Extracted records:
##############################

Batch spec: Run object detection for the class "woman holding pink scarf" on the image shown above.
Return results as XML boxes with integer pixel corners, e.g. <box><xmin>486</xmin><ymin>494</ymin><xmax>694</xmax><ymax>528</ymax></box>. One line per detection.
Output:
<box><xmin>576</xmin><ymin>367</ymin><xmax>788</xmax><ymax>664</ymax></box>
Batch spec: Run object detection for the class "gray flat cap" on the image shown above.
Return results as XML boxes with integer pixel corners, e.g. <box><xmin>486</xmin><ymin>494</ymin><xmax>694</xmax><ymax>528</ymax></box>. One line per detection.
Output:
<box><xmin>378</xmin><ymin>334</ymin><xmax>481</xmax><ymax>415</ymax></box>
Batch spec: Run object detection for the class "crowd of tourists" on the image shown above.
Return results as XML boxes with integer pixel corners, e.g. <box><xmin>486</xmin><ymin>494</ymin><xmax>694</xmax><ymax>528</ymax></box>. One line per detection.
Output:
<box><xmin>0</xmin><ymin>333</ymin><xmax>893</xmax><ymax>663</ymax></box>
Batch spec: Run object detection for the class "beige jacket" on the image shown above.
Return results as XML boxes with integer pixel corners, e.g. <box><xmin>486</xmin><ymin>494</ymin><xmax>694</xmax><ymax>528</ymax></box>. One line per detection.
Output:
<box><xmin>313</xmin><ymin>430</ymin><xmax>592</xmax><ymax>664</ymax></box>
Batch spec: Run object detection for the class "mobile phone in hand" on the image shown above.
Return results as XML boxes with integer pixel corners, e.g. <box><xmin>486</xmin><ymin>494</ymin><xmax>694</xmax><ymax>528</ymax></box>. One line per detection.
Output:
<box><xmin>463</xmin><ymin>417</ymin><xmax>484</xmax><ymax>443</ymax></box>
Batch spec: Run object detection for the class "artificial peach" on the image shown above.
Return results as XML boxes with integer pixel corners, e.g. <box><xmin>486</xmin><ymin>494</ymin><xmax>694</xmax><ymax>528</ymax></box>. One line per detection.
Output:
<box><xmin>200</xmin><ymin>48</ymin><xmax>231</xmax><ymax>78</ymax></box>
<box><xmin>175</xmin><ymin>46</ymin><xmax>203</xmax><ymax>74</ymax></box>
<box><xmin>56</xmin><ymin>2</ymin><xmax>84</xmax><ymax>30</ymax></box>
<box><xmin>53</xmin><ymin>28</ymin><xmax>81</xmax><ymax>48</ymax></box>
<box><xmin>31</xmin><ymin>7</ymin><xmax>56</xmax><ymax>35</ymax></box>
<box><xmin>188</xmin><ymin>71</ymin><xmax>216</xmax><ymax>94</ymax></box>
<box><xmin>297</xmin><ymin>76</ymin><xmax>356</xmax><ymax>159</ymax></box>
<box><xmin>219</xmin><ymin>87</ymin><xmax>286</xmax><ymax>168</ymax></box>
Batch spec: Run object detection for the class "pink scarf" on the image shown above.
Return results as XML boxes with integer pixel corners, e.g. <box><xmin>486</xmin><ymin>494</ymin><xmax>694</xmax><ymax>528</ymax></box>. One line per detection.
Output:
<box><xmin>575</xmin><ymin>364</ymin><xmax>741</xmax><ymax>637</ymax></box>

##############################

## WHAT THE TASK REQUIRES
From the records above, extract every line that contains the string "class", matching case exactly.

## ANSWER IN FULL
Batch spec: Run object detection for the class "woman holding pink scarf" on the image shown above.
Batch spec: Run object detection for the class "gray flat cap" on the image shown above.
Batch spec: Run object detection for the class "crowd of tourists" on the image shown above.
Batch spec: Run object detection for the class "beige jacket" on the image shown above.
Batch spec: Run object detection for the class "mobile phone in hand" on the image shown above.
Batch spec: Run object detection for the class "artificial peach" on the image shown above.
Batch spec: Run object detection for the class "pink scarf" on the image shown above.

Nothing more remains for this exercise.